▶ **TESTO PROPOSTO**
Essere madre


Mamma, mum, maman, mama
… È chiamata in vari modi, nel mondo, ma ciò che rappresenta è universale. Depositaria di una virtù al limite del sacro, in quanto ventre fecondo da cui si origina l’umanità stessa, quella della madre è una figura che, per ovvie ragioni, esiste da sempre, e che per sempre esisterà.

Prescissa la sua funzione riproduttiva, sono, però, numerosi i ruoli e i connotati che, nel corso dei secoli, le sono stati attribuiti, andando a colmare l’immaginario collettivo di prospettive contrastanti su ciò che essa dovrebbe incarnare.

Se preponderanti sono state, e continuano ad essere, le narrazioni che ritraggono la madre come divinità e fonte di divinità, assai peculiari sono invece quelle che, distaccandosi dalla tradizione e da un alto ideale di genitorialità, ne fanno una matrigna.

Partendo dal mito di Gea, fino a giungere al personaggio di Caterina Sforza, tentiamo di costruire e de-costruire la complessità di questa entità dualistica, al contempo creatrice e mortifera.

God is a… mother

Gea, la Madre TerraFonte: Gea, Guidi Raffaello
Gea, la Madre Terra, di Guidi Raffaello

Prima della sua comparsa, esisteva solo il Chaos, una voragine oscura, intricata, senza fine. Poi, da quell’abisso, lei riuscì a emergere e niente fu più lo stesso.

Gea, profilandosi in quella astrattezza indefinita come essere tangibile, portò ordine ed equilibrio, creando uno spazio florido dove poter prosperare. Qui, generò la sua prima progenie: Urano e Ponto, rappresentazioni del Cielo e del Mare.

Fra i due, Gea guardava solo a Urano come un suo pari. Stagliandosi sopra di lei, imponente e fiero, Urano era, infatti, la perfetta metà di un tutto che poteva dirsi, ora, compiuto.

Con il Cielo, la Madre Terra concepì i Titani, i Ciclopi e gli Ecatonchiri, tutti esseri enormi, potenti e, seppur dalle fattezze umane, bestiali.

Timoroso di ciò che questa nuova generazione di divini potesse costituire per il proprio dominio, non servì molto affinché Urano li esiliasse e imprigionasse nel Tartaro.

Gea, succube della violenta prova di forza del marito, il cui peso inoltre le gravava costantemente addosso, opprimendola, in un primo momento non contestò le sue volontà. Quando, però, nelle sue viscere i figli cominciarono ad agitarsi, ferendola per tentare di fuggire, e a causa di quella stessa apprensione che, come madre, covava dentro di sé, Gea si ribellò.

Riuscita a liberarli, li aizzò contro l’amato. Solo Crono, però, si disse disposto a combattere il padre. Munito di una falce, seguì le direttive della madre e lo colse di sorpresa nel suo giaciglio, ancora intento a unirsi con lei. Lo evirò e ne gettò lontano i genitali.

▶ **RIGHE DI DATI**
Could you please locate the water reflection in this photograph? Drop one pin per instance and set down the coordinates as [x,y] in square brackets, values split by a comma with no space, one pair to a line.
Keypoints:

▶ **ESERCIZI DA SVOLGERE**
• 1. Indichi se ciascuna delle seguenti affermazioni concorda con il testo sulla figura della madre, rispondendo sì o no e citando alla lettera le parole del testo che lo stabiliscono. (a) Urano e Ponto furono la prima progenie di Gea. (b) Tutti i figli liberati da Gea si dissero disposti a combattere il padre. (c) Gea considerava Ponto un suo pari.
• 2. Riprenda il testo sulla figura della madre e lo prosegua a partire dalla sua ultima frase, mantenendone il tono e lo stile.

▶ **RISULTATI DEGLI ESERCIZI**
• 1.
(a) Sì: «Qui, generò la sua prima progenie: Urano e Ponto, rappresentazioni del Cielo e del Mare.»
(b) No: «Solo Crono, però, si disse disposto a combattere il padre.»
(c) No: «Fra i due, Gea guardava solo a Urano come un suo pari.»

• 2.
In quanto Madre Terra che si auto-genera e dal cui grembo si originano il mondo e la vita stessa, Gea rappresenta perfettamente l’archetipo del divino femminile. Con il suo potenziale creativo, si delinea come una figura materna che non solo è fonte di divinità, ma divinità in sé.

“Come ti ho creato, ti distruggo”

Medea con i suoi figli morti, fugge da Corinto su un carro trainato dai draghi, di Germán D. Hernández Amores
Medea con i suoi figli morti, fugge da Corinto su un carro trainato dai draghi, di Germán D. Hernández Amores

Per amore, Medea uccise. Ma l’amore tradì entrambi.

Quando Giasone e gli Argonauti approdarono nella Colchide, di cui suo padre era re, per aiutarli a portar via il Vello d’oro e fuggire, Medea arrivò a togliere la vita al suo stesso fratello, Apsirto. Ne sparse i resti in mare, costringendo Eete, il sovrano, a rallentare l’inseguimento dell’Argo per riuscire a recuperarli e dargli, quindi, una degna sepoltura.

Un atto crudele, senz’altro, di cui si macchiò perché innamorata. E non fu l’unico: ben altre due volte, infatti, la maga uccise a causa di Giasone. Per favorirlo, ma anche per ferirlo.

Banditi da Iolco, patria dell’uomo, per aver provocato la morte del re, i due amanti si rifugiarono a Corinto. Qui, insieme, misero al mondo Mermere e Fero. Saranno proprio loro le ultime vittime di Medea.

Accecato dalla prospettiva di conquistare potere, un potere che gli giungeva in contro sotto le sembianze della principessa Glauce, Giasone accettò la proposta di prenderla in moglie. Medea venne esiliata. Le sue preghiere furono inascoltate, e tutti gli sforzi – le barbarie – che aveva fatto per l’amato vani.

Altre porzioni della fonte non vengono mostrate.